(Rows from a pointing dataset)
□ □ □ □

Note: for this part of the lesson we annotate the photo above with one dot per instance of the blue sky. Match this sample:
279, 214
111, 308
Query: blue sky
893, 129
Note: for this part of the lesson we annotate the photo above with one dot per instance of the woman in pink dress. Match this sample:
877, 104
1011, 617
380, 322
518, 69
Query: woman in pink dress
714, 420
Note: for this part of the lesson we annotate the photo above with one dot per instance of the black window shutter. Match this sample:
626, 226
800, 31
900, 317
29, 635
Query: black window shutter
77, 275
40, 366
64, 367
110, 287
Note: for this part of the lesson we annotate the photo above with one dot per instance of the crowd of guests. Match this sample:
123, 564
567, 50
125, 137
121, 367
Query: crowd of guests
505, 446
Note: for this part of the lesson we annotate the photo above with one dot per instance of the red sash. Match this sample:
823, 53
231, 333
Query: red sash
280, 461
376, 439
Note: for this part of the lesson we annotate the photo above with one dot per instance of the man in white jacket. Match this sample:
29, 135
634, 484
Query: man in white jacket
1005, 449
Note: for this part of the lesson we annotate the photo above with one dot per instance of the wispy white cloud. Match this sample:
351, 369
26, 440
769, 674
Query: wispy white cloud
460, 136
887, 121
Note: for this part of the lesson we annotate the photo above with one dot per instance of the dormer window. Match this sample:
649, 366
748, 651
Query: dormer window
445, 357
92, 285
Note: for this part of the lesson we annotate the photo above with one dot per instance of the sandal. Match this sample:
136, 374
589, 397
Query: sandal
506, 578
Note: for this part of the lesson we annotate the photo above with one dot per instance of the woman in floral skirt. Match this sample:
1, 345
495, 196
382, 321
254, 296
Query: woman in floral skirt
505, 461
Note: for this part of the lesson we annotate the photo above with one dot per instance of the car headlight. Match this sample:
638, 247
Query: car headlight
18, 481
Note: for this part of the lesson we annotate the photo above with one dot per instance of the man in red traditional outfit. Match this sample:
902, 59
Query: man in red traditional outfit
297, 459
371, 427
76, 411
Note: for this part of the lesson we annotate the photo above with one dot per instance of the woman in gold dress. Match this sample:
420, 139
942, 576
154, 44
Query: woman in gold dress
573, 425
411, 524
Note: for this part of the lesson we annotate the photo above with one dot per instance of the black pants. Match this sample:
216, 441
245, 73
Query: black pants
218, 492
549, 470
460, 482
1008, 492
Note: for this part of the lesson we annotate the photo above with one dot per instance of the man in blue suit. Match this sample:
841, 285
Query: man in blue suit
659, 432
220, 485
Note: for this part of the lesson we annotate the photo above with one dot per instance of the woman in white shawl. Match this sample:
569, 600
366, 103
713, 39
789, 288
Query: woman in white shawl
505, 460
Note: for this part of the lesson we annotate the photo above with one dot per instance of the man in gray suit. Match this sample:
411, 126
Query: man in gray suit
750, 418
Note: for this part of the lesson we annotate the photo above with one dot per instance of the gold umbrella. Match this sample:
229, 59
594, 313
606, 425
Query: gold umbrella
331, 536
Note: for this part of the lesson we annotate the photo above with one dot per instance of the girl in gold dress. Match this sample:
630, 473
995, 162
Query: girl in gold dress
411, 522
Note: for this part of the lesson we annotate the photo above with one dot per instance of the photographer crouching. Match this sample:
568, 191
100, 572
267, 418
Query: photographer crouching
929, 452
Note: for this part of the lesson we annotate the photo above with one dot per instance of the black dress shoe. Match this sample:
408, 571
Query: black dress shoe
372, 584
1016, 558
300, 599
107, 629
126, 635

□ □ □ □

All lines from the line containing "of the girl" through the end of the listing above are to be duplicated exactly; include both ends and nothing further.

Note: for this part of the lesson we annotate the photo above with one dot per instance of the girl in gold dress. Match this sample:
630, 473
995, 162
Query: girl in gold dress
411, 522
Note: for this part of the lesson we annotate the photo above with one dot per instance of the photographer crouching. Match this sample:
568, 191
100, 572
267, 418
Query: photographer crouching
929, 452
Note: for this part of the lesson we annotate the photo above with one dot per instance of the black dress shoe. Match this sample:
408, 571
Query: black dress shoe
372, 584
1016, 558
300, 599
107, 629
126, 635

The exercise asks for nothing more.